• [Task goal]: Going through the listing below, work out how many lines include "instance" and give that number by itself.
Start of Records provided
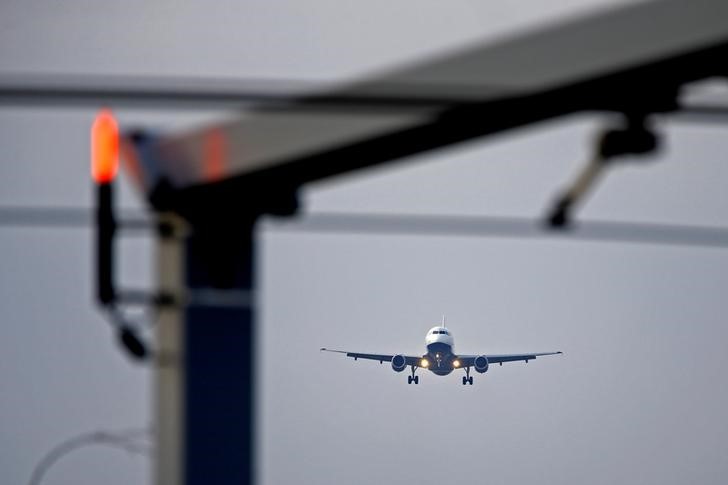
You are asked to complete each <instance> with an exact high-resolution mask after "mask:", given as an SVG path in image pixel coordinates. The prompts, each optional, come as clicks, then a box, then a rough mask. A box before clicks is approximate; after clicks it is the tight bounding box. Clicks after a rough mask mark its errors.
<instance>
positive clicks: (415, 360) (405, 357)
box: [321, 348, 422, 367]
mask: <svg viewBox="0 0 728 485" xmlns="http://www.w3.org/2000/svg"><path fill="white" fill-rule="evenodd" d="M321 351H322V352H336V353H338V354H346V356H347V357H352V358H353V359H354V360H358V359H368V360H378V361H379V363H380V364H381V363H382V362H392V359H393V358H394V357H395V356H394V355H386V354H361V353H358V352H347V351H345V350H331V349H327V348H321ZM403 357H404V360H405V365H414V366H417V367H419V363H420V360H421V359H422V357H420V356H411V355H404V356H403Z"/></svg>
End of Records provided
• [Result of the exercise]: 2